** DATA TO PROCESS **
-------

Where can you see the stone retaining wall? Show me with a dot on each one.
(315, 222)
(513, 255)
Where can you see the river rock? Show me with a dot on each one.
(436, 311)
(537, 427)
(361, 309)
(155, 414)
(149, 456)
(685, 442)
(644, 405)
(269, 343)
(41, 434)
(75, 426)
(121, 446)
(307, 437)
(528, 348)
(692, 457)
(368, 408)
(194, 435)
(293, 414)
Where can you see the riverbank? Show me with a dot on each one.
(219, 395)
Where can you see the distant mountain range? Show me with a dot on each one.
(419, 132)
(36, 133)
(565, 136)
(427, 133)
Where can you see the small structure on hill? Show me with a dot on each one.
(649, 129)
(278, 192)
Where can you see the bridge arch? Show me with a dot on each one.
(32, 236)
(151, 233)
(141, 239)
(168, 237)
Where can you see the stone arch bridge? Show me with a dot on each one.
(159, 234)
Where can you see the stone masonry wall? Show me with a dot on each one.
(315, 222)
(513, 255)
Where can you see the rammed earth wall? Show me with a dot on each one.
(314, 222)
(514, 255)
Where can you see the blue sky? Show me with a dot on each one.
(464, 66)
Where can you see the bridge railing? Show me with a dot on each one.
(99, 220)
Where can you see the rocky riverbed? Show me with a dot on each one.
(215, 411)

-------

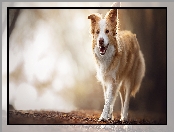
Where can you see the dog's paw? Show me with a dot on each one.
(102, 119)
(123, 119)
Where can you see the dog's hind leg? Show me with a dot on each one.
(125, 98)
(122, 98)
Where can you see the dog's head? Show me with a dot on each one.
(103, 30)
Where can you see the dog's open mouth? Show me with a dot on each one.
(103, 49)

-------

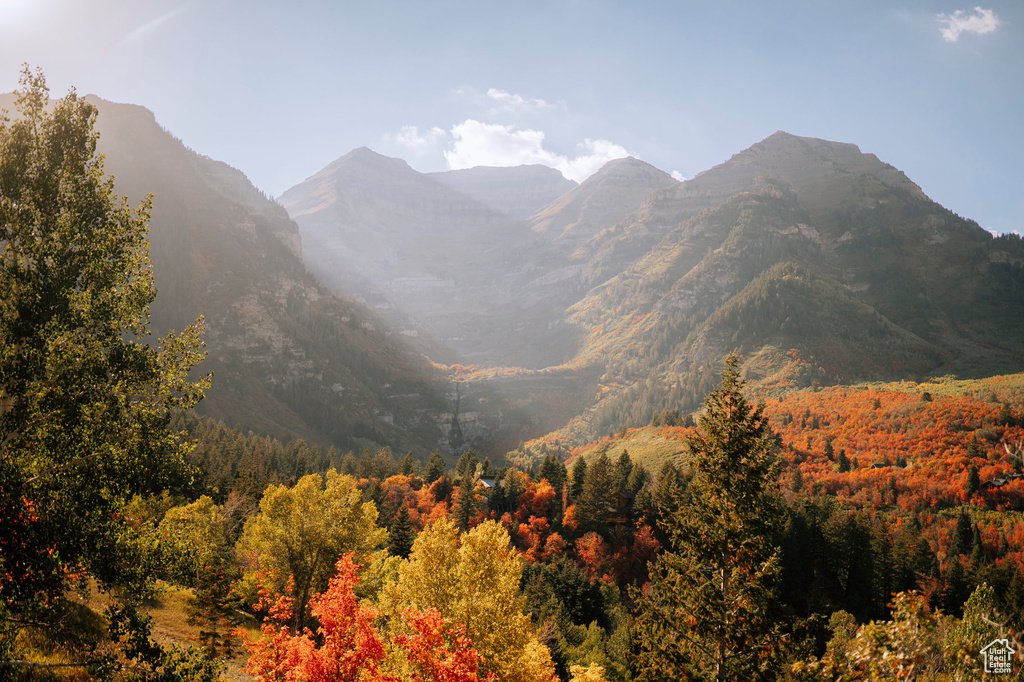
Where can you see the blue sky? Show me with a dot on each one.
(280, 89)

-------

** EXERCISE DETAILS **
Collect each line of the items above that contains the string "wall". Treat uppercase and lowercase letters as distinct when matching.

** ANSWER FOR THE TASK **
Where can you see the stone retaining wall? Show me with a dot on each one.
Where can you see the stone masonry wall? Show me with a dot on each one.
Where can you see the rammed earth wall? Show me with a dot on each one.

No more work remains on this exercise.